_Written instruction_
Copy exactly the lines from the "Task: give one point on each instance of the cumulus" line to the end, both included, and nothing else.
---------- Records for the task ----------
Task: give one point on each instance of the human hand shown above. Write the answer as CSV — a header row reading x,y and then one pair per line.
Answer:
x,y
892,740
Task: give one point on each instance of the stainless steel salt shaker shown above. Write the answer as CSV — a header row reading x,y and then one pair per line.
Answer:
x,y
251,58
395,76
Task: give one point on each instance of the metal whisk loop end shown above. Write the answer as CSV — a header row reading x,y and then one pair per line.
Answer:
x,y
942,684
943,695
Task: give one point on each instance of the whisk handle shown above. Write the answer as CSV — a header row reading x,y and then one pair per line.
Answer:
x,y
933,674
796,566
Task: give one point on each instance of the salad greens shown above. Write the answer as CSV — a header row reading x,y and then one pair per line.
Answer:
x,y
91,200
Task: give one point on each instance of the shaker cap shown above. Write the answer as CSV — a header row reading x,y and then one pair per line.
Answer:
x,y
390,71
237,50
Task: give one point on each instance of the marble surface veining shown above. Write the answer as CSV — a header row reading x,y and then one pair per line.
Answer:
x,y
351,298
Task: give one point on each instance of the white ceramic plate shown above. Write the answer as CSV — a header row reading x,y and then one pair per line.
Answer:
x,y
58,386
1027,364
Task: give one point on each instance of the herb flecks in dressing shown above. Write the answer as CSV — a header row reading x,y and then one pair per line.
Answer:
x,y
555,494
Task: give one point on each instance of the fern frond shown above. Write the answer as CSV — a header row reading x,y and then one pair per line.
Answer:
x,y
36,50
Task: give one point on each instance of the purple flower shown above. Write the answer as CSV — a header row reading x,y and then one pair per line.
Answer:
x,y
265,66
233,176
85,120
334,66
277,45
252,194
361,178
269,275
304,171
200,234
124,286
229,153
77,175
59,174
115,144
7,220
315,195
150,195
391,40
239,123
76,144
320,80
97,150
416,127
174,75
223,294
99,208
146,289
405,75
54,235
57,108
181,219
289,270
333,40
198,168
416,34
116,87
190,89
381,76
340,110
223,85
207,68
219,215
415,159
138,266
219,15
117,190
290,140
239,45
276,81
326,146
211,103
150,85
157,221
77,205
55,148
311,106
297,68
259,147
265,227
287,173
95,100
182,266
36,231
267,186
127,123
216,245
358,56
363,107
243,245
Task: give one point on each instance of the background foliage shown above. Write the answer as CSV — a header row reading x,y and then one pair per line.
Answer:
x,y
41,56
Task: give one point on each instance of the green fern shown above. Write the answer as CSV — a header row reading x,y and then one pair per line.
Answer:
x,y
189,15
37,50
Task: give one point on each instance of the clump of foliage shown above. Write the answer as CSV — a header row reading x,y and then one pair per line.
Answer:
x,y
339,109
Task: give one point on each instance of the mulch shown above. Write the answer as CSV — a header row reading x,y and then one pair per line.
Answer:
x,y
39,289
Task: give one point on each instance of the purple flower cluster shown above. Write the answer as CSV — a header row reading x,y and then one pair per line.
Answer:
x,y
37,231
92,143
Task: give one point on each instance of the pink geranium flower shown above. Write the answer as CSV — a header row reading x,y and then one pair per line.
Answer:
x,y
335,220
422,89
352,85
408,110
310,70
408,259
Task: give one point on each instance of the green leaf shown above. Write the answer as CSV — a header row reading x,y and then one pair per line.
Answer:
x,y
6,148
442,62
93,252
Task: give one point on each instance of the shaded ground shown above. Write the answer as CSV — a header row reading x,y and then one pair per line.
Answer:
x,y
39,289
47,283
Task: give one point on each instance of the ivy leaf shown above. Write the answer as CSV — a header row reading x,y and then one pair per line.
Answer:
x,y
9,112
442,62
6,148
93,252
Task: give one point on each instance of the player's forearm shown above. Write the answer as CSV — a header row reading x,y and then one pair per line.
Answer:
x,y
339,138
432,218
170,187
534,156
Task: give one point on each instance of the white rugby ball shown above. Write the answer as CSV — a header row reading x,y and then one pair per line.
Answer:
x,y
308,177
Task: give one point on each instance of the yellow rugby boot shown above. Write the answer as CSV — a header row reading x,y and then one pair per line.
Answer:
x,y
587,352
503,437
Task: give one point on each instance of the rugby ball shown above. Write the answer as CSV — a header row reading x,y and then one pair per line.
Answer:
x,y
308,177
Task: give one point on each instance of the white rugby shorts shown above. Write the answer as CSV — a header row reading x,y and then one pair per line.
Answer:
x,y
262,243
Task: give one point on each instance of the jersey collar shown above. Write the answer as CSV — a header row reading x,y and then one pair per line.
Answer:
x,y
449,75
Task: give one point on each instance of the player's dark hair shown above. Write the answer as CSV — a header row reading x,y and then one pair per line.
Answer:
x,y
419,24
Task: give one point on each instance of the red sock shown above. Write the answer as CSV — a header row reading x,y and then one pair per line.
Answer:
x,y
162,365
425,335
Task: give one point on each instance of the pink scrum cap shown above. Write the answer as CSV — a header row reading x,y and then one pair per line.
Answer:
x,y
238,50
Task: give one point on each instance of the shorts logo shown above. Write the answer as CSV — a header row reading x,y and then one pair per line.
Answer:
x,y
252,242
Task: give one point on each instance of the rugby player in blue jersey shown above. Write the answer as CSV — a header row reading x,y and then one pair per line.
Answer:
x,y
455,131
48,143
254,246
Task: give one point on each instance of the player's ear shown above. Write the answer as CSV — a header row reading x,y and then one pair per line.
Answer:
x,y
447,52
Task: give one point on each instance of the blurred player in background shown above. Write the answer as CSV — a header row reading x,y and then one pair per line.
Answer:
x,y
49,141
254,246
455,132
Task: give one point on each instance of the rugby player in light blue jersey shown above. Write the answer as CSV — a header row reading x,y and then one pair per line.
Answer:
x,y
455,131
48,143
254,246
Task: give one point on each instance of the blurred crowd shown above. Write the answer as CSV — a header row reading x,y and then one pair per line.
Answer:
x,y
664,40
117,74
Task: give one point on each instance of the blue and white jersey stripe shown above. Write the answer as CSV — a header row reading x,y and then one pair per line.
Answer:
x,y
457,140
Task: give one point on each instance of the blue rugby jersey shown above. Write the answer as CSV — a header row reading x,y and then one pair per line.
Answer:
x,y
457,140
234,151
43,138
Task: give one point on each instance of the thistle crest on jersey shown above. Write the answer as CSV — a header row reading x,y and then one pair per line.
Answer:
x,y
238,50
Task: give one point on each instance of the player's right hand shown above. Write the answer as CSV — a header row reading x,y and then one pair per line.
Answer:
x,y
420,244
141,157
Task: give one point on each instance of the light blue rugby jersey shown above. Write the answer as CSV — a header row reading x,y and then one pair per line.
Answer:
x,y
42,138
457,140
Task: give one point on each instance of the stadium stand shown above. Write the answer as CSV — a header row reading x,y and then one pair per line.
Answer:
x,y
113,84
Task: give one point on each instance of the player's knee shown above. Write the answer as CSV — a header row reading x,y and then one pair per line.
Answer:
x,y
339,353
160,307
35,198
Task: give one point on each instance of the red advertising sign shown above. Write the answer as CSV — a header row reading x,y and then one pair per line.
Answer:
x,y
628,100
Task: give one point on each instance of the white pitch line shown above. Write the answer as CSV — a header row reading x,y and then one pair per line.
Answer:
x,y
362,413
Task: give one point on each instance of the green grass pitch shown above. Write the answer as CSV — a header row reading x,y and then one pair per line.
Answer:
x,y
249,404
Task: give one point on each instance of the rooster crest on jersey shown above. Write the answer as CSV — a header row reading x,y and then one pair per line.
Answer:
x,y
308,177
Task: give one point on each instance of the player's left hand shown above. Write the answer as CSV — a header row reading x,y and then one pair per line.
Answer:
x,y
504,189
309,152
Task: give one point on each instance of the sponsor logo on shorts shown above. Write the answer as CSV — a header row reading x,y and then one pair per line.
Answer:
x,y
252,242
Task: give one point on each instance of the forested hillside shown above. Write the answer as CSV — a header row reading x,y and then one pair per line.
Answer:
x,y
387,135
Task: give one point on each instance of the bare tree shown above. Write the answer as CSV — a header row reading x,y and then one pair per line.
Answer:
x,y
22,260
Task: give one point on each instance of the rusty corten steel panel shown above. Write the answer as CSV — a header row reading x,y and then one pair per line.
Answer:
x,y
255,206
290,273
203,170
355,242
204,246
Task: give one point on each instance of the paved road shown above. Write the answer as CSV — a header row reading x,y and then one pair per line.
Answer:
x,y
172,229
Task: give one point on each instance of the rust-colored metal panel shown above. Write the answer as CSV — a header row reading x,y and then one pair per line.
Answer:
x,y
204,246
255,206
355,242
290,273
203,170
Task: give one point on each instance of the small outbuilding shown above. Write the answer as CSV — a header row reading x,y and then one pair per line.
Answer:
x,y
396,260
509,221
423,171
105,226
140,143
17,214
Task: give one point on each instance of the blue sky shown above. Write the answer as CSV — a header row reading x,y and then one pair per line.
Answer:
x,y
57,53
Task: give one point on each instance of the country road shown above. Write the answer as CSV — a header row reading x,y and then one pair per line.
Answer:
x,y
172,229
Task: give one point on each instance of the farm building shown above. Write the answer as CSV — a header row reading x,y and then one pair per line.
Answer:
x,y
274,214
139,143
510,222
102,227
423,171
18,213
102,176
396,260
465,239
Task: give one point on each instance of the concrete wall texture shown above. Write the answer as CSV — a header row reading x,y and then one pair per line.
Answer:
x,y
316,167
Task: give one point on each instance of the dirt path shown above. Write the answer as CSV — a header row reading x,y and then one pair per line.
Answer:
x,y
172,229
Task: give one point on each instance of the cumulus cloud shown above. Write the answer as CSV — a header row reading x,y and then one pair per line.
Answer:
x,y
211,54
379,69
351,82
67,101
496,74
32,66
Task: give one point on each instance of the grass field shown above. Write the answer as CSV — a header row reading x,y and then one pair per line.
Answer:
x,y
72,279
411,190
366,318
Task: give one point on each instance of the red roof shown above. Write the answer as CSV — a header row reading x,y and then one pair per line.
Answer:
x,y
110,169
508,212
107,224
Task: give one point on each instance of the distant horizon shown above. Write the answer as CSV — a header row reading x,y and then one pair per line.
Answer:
----------
_Finished answer_
Task: give one point on each instance of the cumulus cloud shown above. Write the answer as CSV — a header row reading x,y and then one pair per line.
Answer:
x,y
211,54
379,69
351,82
67,101
496,74
32,66
Task: give one point on each instance of the grass field shown above. Write the answer as CSV — a header row reading x,y and then one pair per line.
Answer:
x,y
72,279
411,190
366,318
Task: give one point on each instance of the red roof shown above. Write the answer as CSV — a header row reading x,y and then one pair per line.
Answer:
x,y
110,169
508,212
107,224
Task: give one point on each instance of the distant horizon shown above. Write the answer as CSV — a header row reading x,y and then one pair per line.
Answer:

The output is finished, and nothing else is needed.